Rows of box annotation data
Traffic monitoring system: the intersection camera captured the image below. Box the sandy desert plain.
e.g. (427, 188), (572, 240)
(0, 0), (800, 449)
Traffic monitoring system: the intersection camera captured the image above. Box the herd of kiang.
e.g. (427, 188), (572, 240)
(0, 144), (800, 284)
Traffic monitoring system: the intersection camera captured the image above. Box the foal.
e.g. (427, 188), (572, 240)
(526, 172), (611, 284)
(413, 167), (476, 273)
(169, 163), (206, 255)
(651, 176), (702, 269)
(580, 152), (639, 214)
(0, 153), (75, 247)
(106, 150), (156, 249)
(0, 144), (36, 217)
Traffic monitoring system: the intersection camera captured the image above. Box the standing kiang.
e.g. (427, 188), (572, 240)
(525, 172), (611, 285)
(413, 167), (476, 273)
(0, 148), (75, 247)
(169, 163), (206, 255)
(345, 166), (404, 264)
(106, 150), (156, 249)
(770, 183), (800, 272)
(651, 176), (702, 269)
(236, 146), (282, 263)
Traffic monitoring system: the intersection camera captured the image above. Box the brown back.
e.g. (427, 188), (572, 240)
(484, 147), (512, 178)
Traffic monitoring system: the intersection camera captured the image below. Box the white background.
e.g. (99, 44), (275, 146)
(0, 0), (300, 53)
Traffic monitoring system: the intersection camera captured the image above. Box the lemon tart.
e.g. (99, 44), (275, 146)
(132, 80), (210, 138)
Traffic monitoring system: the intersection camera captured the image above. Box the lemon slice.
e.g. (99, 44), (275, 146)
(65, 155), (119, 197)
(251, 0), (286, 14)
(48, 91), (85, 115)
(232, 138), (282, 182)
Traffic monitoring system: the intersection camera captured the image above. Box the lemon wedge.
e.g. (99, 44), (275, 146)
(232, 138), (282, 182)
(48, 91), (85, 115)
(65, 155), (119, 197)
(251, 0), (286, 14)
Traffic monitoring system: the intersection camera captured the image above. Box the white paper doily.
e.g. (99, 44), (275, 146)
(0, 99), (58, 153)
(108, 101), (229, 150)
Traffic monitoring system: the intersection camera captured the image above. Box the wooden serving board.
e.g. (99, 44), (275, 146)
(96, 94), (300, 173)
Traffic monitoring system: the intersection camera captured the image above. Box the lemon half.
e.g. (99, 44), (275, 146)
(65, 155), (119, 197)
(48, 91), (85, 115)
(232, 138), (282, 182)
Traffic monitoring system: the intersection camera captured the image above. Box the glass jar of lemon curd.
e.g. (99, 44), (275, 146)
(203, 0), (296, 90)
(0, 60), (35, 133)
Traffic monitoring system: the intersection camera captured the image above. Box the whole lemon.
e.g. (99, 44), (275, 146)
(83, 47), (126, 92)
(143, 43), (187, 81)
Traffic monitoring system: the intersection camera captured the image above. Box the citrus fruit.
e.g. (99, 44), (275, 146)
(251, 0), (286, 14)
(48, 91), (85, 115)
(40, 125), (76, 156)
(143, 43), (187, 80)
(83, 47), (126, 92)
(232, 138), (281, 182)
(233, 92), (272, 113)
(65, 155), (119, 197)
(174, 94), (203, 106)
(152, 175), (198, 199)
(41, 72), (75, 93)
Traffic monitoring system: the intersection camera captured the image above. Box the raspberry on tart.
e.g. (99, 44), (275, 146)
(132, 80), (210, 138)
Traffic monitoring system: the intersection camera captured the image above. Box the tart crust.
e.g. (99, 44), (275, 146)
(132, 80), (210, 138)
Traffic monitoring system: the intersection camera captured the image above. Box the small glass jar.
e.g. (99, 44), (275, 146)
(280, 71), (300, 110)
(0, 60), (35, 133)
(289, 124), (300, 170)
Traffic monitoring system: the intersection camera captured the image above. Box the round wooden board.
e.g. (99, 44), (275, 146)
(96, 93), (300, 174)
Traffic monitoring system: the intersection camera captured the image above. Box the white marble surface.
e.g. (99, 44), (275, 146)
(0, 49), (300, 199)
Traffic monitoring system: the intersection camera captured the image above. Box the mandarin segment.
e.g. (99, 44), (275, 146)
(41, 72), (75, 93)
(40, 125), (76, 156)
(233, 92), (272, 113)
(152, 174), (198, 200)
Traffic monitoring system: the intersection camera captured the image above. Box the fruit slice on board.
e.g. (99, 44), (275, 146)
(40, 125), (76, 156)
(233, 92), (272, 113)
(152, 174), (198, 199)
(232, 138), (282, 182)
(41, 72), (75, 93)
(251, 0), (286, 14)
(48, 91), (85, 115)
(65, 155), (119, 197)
---
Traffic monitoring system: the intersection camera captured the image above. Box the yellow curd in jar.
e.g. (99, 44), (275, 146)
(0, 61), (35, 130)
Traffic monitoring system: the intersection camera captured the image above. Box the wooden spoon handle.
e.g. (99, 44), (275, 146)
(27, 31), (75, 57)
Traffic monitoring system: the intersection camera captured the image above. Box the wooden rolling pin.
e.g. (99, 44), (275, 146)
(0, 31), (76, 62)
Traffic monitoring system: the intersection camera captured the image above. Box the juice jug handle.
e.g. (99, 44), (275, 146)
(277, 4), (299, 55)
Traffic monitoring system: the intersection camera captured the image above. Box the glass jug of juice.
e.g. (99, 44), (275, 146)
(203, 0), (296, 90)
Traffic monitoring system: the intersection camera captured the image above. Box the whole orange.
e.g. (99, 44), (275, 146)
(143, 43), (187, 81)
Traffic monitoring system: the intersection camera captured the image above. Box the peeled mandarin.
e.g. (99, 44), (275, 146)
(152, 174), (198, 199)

[Written exercise]
Express the lines above as a JSON list of strings with one string per line, starting at the line that contains "raspberry on tart." and ending at the line that contains "(289, 124), (300, 170)". Leave out any blank lines and include nothing outside that range.

[Written answer]
[
  "Traffic monitoring system: the intersection camera captured the image above. Box the raspberry on tart.",
  "e.g. (99, 44), (275, 146)",
  "(132, 80), (210, 138)",
  "Traffic monitoring system: the intersection camera captured the image above. Box the tart crust.",
  "e.g. (99, 44), (275, 146)",
  "(132, 80), (210, 138)",
  "Traffic monitoring system: the intersection camera captured the image above. Box the small glass jar.",
  "e.g. (99, 44), (275, 146)",
  "(280, 71), (300, 110)",
  "(0, 60), (35, 133)",
  "(289, 124), (300, 170)"
]